**Problem requirements:** In the MiniMe memory management text, how large are clumps of persistent objects expected to be?

**Excerpt:**
--------------------------------

MiniMe Internals: Memory Management

Goals
Pages as Heaps
Garbage Collection
- Mark Phase
- Sweep Phase

Goals

Persistent Objects

The starting goal is built-in support for persistent objects.

My theory here is that persistent objects tend to want to form into relatively small (<10Kbytes) clumps; where the the number of links between objects within each clump is high, and the number of links between objects in different clumps is low. Thus, while it would be difficult to read individual objects into memory and maintain all of the links between objects; it would make sense to read clumps of objects as a unit into memory together -- with the links between them already established.

The objects within each clump are going to be of many different kinds (i.e., different classes or implementations). Thus, each clump sounds like it wants to be its own little heap. Objects of any kind may be allocated and intermixed in the heap and linked together. Direct links are only supported to other objects within the same heap. Some kind of "symbolic link" would be used to link to objects in a different heap.

--------------------------------

**Dataset records:**
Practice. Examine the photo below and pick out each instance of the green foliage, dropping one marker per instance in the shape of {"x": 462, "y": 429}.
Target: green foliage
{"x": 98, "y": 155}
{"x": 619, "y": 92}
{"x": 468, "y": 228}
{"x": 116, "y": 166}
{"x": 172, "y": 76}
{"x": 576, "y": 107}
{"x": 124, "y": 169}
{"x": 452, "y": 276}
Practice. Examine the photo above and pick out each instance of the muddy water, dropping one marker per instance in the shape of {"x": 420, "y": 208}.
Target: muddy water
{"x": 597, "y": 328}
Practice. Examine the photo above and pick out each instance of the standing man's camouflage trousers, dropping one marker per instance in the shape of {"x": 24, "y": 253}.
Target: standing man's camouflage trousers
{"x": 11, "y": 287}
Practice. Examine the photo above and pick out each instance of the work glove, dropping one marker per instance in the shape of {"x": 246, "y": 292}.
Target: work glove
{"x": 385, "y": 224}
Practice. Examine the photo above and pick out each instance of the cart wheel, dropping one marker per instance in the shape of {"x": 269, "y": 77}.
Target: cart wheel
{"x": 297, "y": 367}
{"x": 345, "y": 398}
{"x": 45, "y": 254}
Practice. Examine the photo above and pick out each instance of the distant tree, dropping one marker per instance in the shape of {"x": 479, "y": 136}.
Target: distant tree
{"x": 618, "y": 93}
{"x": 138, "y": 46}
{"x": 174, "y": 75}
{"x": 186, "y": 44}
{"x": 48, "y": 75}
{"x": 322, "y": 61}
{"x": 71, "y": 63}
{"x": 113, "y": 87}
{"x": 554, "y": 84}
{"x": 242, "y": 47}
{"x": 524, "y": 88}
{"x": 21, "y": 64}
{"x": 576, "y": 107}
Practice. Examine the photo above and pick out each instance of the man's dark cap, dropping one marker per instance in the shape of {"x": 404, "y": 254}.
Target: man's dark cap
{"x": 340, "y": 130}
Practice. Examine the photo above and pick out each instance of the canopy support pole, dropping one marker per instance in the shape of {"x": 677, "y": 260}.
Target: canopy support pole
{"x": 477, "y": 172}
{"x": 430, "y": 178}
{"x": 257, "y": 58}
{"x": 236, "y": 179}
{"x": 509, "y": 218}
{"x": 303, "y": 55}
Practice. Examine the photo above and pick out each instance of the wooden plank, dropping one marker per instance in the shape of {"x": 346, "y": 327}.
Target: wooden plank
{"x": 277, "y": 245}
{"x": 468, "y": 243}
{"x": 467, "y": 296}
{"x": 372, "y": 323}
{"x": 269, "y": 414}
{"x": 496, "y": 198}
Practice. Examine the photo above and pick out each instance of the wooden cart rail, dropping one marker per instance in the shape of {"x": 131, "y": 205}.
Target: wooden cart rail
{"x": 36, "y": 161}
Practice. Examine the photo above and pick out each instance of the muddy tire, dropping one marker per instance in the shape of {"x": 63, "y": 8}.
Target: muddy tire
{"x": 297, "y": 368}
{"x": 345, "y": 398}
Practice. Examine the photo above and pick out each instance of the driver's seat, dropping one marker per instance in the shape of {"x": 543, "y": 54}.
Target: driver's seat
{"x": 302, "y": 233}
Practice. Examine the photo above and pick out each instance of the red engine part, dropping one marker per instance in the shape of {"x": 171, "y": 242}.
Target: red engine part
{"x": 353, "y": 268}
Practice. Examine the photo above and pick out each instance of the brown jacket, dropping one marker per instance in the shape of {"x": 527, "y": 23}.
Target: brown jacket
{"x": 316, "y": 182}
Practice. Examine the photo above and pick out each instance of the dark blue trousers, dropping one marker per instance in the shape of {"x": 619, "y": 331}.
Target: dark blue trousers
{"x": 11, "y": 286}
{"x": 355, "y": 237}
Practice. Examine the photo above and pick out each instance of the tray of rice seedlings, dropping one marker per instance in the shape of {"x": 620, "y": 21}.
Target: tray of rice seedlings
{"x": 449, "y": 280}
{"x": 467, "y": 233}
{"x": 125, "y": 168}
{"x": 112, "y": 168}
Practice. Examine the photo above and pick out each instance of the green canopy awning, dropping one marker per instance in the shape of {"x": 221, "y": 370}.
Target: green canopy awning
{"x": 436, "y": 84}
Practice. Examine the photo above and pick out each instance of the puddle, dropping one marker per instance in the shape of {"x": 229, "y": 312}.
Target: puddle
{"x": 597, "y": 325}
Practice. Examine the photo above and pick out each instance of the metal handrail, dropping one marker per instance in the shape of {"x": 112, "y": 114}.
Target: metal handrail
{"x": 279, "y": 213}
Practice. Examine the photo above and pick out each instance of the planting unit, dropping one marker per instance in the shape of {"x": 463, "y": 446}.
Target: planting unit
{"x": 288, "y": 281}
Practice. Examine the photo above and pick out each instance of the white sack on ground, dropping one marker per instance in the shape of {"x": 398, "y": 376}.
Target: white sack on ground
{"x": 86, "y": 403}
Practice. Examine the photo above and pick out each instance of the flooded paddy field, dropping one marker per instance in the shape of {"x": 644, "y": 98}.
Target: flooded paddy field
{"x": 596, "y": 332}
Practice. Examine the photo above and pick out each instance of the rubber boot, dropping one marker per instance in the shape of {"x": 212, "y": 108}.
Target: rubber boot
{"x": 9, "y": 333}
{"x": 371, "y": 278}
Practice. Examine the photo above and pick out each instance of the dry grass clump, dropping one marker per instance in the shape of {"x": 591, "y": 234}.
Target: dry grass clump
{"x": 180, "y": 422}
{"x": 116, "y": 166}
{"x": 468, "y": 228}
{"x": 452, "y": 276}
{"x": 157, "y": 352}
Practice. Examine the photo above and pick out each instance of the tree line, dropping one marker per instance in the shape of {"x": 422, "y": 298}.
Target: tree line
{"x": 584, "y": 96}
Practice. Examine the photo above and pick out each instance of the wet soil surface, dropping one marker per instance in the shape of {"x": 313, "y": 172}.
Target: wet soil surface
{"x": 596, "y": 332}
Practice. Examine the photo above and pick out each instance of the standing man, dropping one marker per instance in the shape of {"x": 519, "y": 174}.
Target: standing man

--------------------------------

**Exercise output:** Relatively small, under 10 Kbytes.